→ AIM
Reproduce every one of the following records word for word, with each line left unchanged.

→ STORED RECORDS
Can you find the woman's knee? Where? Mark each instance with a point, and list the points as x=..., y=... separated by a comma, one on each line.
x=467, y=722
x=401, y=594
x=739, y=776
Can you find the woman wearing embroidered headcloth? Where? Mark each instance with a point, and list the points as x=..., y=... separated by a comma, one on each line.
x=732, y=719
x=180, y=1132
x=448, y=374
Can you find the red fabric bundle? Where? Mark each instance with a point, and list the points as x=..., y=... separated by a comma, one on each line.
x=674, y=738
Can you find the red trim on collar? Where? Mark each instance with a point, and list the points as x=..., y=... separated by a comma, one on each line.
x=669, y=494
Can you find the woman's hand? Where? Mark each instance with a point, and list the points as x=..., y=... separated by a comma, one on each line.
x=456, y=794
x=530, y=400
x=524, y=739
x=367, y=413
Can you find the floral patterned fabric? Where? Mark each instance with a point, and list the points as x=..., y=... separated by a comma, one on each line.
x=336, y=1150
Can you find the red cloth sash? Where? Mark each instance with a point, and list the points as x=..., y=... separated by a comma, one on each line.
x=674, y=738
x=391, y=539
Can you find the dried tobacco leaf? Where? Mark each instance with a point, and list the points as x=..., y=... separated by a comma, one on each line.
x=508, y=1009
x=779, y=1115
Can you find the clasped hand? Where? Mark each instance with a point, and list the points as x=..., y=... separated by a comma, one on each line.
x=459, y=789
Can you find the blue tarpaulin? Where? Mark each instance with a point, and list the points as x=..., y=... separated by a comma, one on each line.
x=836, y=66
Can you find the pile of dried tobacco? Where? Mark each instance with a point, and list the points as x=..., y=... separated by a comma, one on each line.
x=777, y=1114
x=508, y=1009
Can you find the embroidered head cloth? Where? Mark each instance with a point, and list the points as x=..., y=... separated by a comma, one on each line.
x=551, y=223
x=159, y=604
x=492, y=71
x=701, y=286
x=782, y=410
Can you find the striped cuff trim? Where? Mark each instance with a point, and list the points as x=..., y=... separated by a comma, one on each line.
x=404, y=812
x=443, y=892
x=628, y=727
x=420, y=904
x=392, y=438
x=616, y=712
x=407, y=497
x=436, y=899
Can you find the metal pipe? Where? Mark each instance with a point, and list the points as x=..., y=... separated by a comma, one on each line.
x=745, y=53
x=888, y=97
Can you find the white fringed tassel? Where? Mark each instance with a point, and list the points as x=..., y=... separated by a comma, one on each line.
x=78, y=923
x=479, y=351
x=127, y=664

→ OUTPUT FOR THIS EXERCISE
Can you find the woman's knee? Where? Mark each instance with a point, and list the points as x=..., y=... separated by a comma, one on each line.
x=467, y=722
x=401, y=594
x=739, y=776
Can you find the woman wearing embroidered headcloth? Where? Mark each instance with a point, and list the points as x=..., y=... separated by a comma, one on each line.
x=732, y=719
x=180, y=1132
x=448, y=374
Can you find the red fabric bundle? Where? Mark each instance with a point, and list the points as x=..., y=... separated by a comma, one on each line.
x=674, y=738
Can you find the red trim on collar? Where? Mark each instance with a point, and list the points as x=..., y=... separated by a comma, one on each line.
x=669, y=494
Can you find the woman's hand? Where? Mark each instance with a point, and list the points as x=..., y=... separated by a comma, one on each line.
x=456, y=794
x=530, y=400
x=524, y=739
x=367, y=413
Can you find the floral patterned fabric? Where? Mark each instance with a point, and list the points as x=..., y=... separated by a comma, one on each line.
x=336, y=1150
Can you find the red cloth sash? Where? Mark each instance with a point, and list the points as x=..., y=... separated by a comma, one on each line.
x=674, y=738
x=391, y=539
Can you find the dried tobacco leaf? Where? Mark each instance with a point, and list the points as x=..., y=... separated by a comma, one on each line.
x=508, y=1009
x=779, y=1115
Can you find the clasped hand? Where? Mark each instance with a point, and list the points as x=..., y=... separated by a comma, one on each line.
x=459, y=789
Can you find the blue tarpaulin? Where? Mark each instance with a point, and list the points as x=..., y=... separated by a comma, one on each line.
x=836, y=66
Can you find the pile of dried tobacco? Where? Mark each instance with a point, and list the points as x=..., y=... separated by a comma, one on each line.
x=777, y=1114
x=508, y=1009
Can you find the embroidered head cloth? Where? Mark each instance with a point, and list the points as x=..., y=... separated by a comma, one on each line.
x=551, y=223
x=159, y=604
x=492, y=71
x=701, y=286
x=782, y=410
Can you find the striped cuff trim? Where? Mark each instance with a point, and list the points as x=..., y=... separated by a comma, one on each line.
x=404, y=812
x=443, y=892
x=628, y=727
x=420, y=904
x=392, y=438
x=616, y=712
x=407, y=497
x=436, y=899
Can you find the metal pipe? Where? Mark each instance with a point, and list the points as x=..., y=... separated by a comma, one on each line.
x=745, y=53
x=888, y=97
Can you find the white fringed tassel? Where? Mark each instance with a point, and list the points as x=..., y=... separated by a comma, one on each line.
x=78, y=923
x=479, y=351
x=127, y=664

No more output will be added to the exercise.